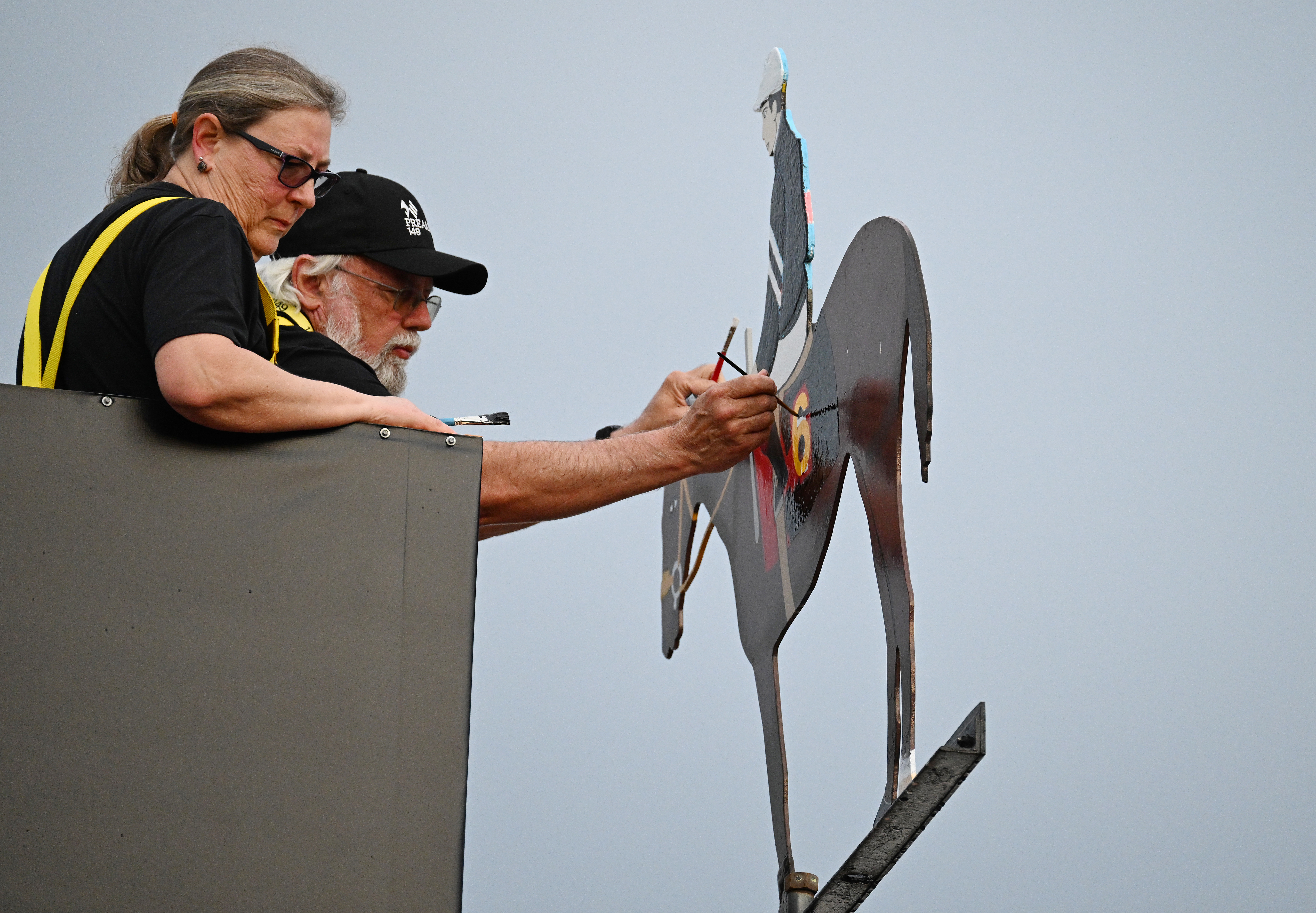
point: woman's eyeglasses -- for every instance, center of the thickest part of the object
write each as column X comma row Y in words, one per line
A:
column 295, row 172
column 405, row 299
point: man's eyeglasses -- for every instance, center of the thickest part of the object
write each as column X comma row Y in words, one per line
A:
column 405, row 299
column 295, row 172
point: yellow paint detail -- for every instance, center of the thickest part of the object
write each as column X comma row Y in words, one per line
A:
column 802, row 441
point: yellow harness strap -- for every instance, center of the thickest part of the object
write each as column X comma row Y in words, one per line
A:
column 34, row 376
column 272, row 315
column 291, row 316
column 34, row 373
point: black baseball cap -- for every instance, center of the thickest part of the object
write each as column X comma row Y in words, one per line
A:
column 380, row 219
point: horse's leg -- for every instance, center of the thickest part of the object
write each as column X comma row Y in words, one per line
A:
column 774, row 749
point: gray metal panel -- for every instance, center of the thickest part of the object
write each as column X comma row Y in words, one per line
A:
column 235, row 670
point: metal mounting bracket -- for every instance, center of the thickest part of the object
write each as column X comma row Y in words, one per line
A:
column 905, row 820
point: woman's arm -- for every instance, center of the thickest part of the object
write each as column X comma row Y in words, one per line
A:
column 215, row 383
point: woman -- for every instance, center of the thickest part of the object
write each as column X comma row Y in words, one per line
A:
column 173, row 308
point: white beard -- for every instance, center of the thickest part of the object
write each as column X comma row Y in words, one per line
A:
column 344, row 327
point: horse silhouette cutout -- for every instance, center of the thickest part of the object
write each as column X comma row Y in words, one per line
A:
column 844, row 376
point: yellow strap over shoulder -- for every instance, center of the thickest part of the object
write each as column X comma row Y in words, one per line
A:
column 272, row 315
column 34, row 376
column 34, row 373
column 291, row 316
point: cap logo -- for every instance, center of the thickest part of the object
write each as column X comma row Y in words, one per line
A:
column 411, row 216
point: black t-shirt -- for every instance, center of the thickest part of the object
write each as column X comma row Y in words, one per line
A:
column 181, row 268
column 316, row 357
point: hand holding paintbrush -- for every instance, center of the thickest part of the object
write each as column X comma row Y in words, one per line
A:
column 798, row 414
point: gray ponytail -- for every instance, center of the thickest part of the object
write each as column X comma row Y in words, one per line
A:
column 240, row 89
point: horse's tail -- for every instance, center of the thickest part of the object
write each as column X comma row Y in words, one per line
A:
column 920, row 349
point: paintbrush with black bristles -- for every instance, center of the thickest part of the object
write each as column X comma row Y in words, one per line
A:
column 493, row 419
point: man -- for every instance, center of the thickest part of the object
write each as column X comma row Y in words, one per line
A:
column 355, row 281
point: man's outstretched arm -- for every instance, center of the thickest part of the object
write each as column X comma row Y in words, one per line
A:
column 526, row 482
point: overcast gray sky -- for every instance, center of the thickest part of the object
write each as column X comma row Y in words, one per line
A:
column 1114, row 206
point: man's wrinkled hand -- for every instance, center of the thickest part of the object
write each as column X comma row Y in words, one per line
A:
column 403, row 414
column 668, row 406
column 728, row 422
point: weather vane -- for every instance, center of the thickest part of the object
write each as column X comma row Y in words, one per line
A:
column 841, row 393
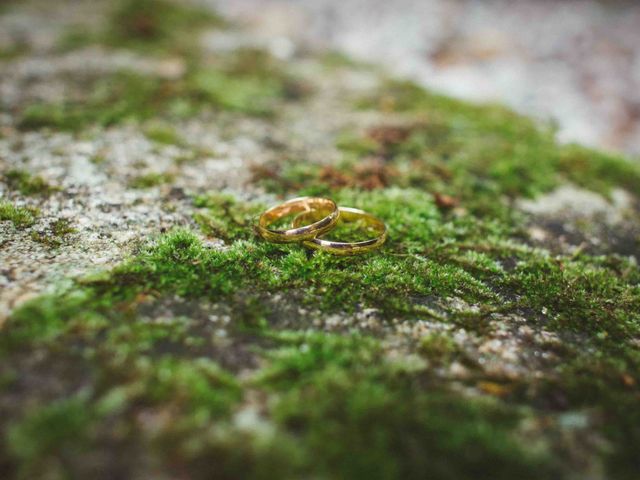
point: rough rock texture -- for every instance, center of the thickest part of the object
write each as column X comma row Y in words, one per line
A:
column 146, row 331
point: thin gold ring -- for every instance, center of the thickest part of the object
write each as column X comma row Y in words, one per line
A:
column 300, row 232
column 348, row 248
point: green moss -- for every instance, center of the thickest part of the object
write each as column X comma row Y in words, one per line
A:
column 115, row 99
column 21, row 217
column 157, row 24
column 49, row 427
column 27, row 184
column 351, row 408
column 251, row 88
column 150, row 180
column 487, row 149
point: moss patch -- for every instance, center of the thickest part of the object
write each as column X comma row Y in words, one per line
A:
column 21, row 217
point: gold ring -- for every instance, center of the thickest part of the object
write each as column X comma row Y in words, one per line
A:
column 300, row 232
column 348, row 248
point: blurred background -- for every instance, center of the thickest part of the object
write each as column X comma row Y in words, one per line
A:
column 572, row 62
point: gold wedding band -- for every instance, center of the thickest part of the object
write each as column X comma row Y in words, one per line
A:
column 347, row 248
column 300, row 232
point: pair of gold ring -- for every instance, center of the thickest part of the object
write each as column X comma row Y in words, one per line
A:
column 316, row 217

——————————

Reproduce all of the material above, switching every "thickest part" to "widest part" and changing nothing else. Leave the pictures out.

point: woman's eyeglasses -- for every instance, center of the widest part of the object
write each as column X comma row Y in words, one per line
A:
column 295, row 172
column 405, row 299
point: man's eyeglasses -- for every instance, center of the widest part of the object
write each as column X comma row Y in words, one per line
A:
column 405, row 299
column 295, row 172
point: yellow paint detail -- for every instance, center of the widest part of the object
write each as column X comma row Y in words, one per line
A:
column 802, row 441
point: yellow harness strap -- for every instance, center of the widest part of the object
write each as column X comma row Y in words, one per line
A:
column 34, row 376
column 272, row 315
column 291, row 316
column 34, row 373
point: black baseball cap -- for every instance, center of the widest part of the object
write each as column X comma row Y in words, one per line
A:
column 380, row 219
point: horse's leg -- for every instance, center of the widest part of the object
write each as column X comma row Y in words, one per line
A:
column 774, row 749
point: gray metal panel -- for every instance, center of the widest part of the object
write each as column X comma row Y in words, one per line
A:
column 235, row 670
point: metal mounting bracket -- for every instance, center of the widest part of the object
write each as column X comma row Y in words, one per line
A:
column 905, row 820
point: woman's arm -- for every instance, center of the widest part of the object
write each as column X comma row Y in words, one per line
A:
column 215, row 383
point: woman -- for every instance, center of the widest part of the object
write each as column X comma row Y in words, one per line
A:
column 173, row 308
point: white beard -- for every instance, center of the widest part of the object
write each as column X comma row Y in words, one per line
A:
column 344, row 327
point: horse silhouette cutout -- for every instance, center of the widest part of the object
write each as column X comma row Y in words, one per line
A:
column 844, row 376
point: yellow strap over shoulder -- for every instance, center of the widest part of the object
write each as column X comma row Y in words, one per line
A:
column 272, row 315
column 34, row 376
column 34, row 373
column 291, row 316
point: cap logo -- for every instance, center of the widest part of the object
write each as column X comma row Y in words, one per line
A:
column 411, row 216
point: black t-shirt -- for every instance, center of the widest part of the object
write each as column X comma row Y in words, one per line
A:
column 181, row 268
column 316, row 357
point: hand holding paintbrush -- for every instance, center of the widest part of the object
write each as column X comma row Y in words, one per line
A:
column 798, row 414
point: gray ponytail -- for every instance, center of the widest part of the object
write each as column X comma row Y in words, one per line
A:
column 240, row 89
point: horse's tail -- for every instance, center of the widest part of the object
write each as column X comma row Y in words, one per line
A:
column 920, row 349
point: paintbrush with black bristles -- for every instance, center of the widest part of the object
write each as column X comma row Y in words, one per line
A:
column 493, row 419
point: man -- for every instance, center of the widest part of the object
write each as column X comma row Y in words, one per line
A:
column 355, row 281
point: man's outstretched arm -- for every instance, center of the widest part of the object
write each as column X comma row Y in words, one per line
A:
column 526, row 482
point: overcast gray sky -- for every instance, center of the widest part of the object
write each as column X comma row Y in words, one per line
A:
column 1114, row 206
point: man's wrinkled hand -- for every instance, center of the widest part of the object
write each as column X comma row Y in words, one per line
A:
column 403, row 414
column 668, row 406
column 728, row 422
point: weather vane -- for every instance, center of the widest part of the object
write each as column X comma row Y in words, one per line
A:
column 841, row 393
point: rough rock texture -- for every instance, center of the widest part of the object
write each as column X comma row Y in words, one per line
A:
column 146, row 331
point: thin gold ring -- for every instance, center of the widest part of the object
write each as column X comma row Y in words, one per line
A:
column 300, row 232
column 348, row 248
point: green moss -- for every instance, center of the widest part of the object
write each as column X comma row Y in words, one per line
A:
column 115, row 99
column 21, row 217
column 157, row 24
column 49, row 427
column 27, row 184
column 351, row 408
column 251, row 88
column 150, row 180
column 487, row 149
point: moss patch -- for every instance, center of the widest part of the object
write each as column X comma row Y in words, one per line
A:
column 21, row 217
point: gold ring -- for every instance, center of the widest part of the object
write each as column X comma row Y in words, one per line
A:
column 300, row 232
column 348, row 248
point: blurred background -- for every instance, center of the widest part of the object
write each as column X comma row Y in words, one per line
A:
column 572, row 62
point: gold wedding band -- for every instance, center of the widest part of the object
write each as column X comma row Y in words, one per line
A:
column 347, row 248
column 300, row 232
point: pair of gold ring -- for every instance, center of the widest part of the object
write each as column X comma row Y in words, one per line
A:
column 316, row 217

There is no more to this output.